# Input for this task:
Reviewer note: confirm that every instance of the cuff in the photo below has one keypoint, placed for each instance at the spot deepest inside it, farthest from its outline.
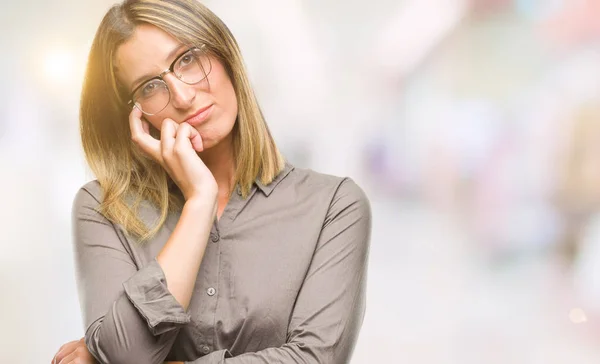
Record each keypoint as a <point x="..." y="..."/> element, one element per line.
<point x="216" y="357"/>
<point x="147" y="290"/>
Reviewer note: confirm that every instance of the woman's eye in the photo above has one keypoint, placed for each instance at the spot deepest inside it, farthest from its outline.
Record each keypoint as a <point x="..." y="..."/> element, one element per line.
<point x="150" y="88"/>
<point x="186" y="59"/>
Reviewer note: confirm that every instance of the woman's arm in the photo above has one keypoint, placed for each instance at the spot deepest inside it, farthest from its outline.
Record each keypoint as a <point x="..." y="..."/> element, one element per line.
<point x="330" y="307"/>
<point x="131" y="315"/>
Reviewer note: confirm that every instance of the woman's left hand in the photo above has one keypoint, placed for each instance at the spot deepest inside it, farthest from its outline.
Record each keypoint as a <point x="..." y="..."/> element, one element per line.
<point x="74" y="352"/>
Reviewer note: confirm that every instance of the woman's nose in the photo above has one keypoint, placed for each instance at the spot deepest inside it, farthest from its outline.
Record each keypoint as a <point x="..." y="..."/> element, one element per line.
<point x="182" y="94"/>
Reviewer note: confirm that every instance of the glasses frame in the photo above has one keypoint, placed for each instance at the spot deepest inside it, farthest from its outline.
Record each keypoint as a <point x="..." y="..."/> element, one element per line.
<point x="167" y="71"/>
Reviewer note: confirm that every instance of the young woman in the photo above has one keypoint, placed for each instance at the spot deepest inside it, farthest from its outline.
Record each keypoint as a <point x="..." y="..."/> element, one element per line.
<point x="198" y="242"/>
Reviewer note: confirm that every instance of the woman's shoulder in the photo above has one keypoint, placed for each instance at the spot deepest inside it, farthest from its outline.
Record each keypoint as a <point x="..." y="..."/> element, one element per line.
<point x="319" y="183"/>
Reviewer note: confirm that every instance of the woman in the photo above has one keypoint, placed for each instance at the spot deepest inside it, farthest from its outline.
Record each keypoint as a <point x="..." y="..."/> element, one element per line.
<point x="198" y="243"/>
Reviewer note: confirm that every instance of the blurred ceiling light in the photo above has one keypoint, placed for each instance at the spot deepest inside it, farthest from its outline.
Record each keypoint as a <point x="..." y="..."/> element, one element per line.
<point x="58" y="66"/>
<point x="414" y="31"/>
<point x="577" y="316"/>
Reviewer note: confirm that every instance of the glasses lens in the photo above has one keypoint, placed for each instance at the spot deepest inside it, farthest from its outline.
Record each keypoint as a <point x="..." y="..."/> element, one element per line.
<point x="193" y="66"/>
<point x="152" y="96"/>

# Try it:
Nothing but the pictures is to be left out; the rest of the listing should be copied exactly.

# Finished task:
Reviewer note: confirm that every instance of the cuff in the photo below has one keypoint, placed for each instance at the spot deepest inside it, farthest from its outline.
Record each keypoint as a <point x="..." y="..."/> element, one element per line.
<point x="216" y="357"/>
<point x="147" y="290"/>
Reviewer note: confirm that every instance of the woman's eye in the photo above has one keypoint, placed for each instance at the spot deepest inside it, farthest from its outline.
Record each keypoint as a <point x="..." y="..."/> element, one element per line.
<point x="150" y="88"/>
<point x="186" y="59"/>
Reviewer note: confirm that every instance of the woman's arm in the photo above has one keypoint, placed for each instance at the spot deepest inside it, farthest from its outline.
Record each keypoint as a <point x="..." y="..."/> element, one element per line.
<point x="330" y="307"/>
<point x="131" y="315"/>
Reviewer note: confirm that every instance of the woman's left hand in the photo above has one keypoint, placed for each instance at the spot deepest inside it, farthest from its outline.
Record each keypoint as a <point x="..." y="..."/> element, one element per line.
<point x="74" y="352"/>
Reviewer note: confirm that every instance of the woman's nose in the photo above has one keypoint, placed for each instance at the spot deepest inside it, farthest from its outline.
Record each keypoint as a <point x="..." y="..."/> element, one element per line.
<point x="182" y="94"/>
Reviewer note: confirm that every instance of the glasses frame in the photo above has one keypoint, placed for each instance at the spot deepest inside it, farthest from its outline.
Record each keypoint as a <point x="..." y="..."/> element, one element per line.
<point x="167" y="71"/>
Reviewer note: confirm that every instance of the young woman in the photo above has one keypoint, placed for each instance at the spot deepest inside it, farthest from its outline.
Record each keypoint as a <point x="..." y="..."/> element, one element per line.
<point x="198" y="242"/>
Reviewer note: confirm that every instance of the woman's shoulder in the photo above has one keypoint, placed for each instance at the spot deepest inside it, farthest from its outline.
Record each keypoint as a <point x="..." y="..."/> element, one element per line.
<point x="319" y="183"/>
Reviewer note: confirm that every instance of the woman in the photo above has one keypoint, placed for each instance at the spot deepest inside it, farthest from its outline.
Record each keypoint as a <point x="..." y="..."/> element, one element per line.
<point x="198" y="243"/>
Reviewer note: confirm that every instance of the blurred ceiling light in the photo above has one keypoint, placed for each instance at the spot deepest inside it, farthest from its outline.
Record each keypoint as a <point x="..." y="..."/> element, one element per line.
<point x="58" y="66"/>
<point x="414" y="31"/>
<point x="577" y="316"/>
Reviewer note: confirm that every instance of the glasses lens in the photo above has one keypoint, placed for each instance at the spot deepest inside it, farthest from its outline.
Record each keypoint as a <point x="..." y="..."/> element, one element per line.
<point x="193" y="66"/>
<point x="152" y="96"/>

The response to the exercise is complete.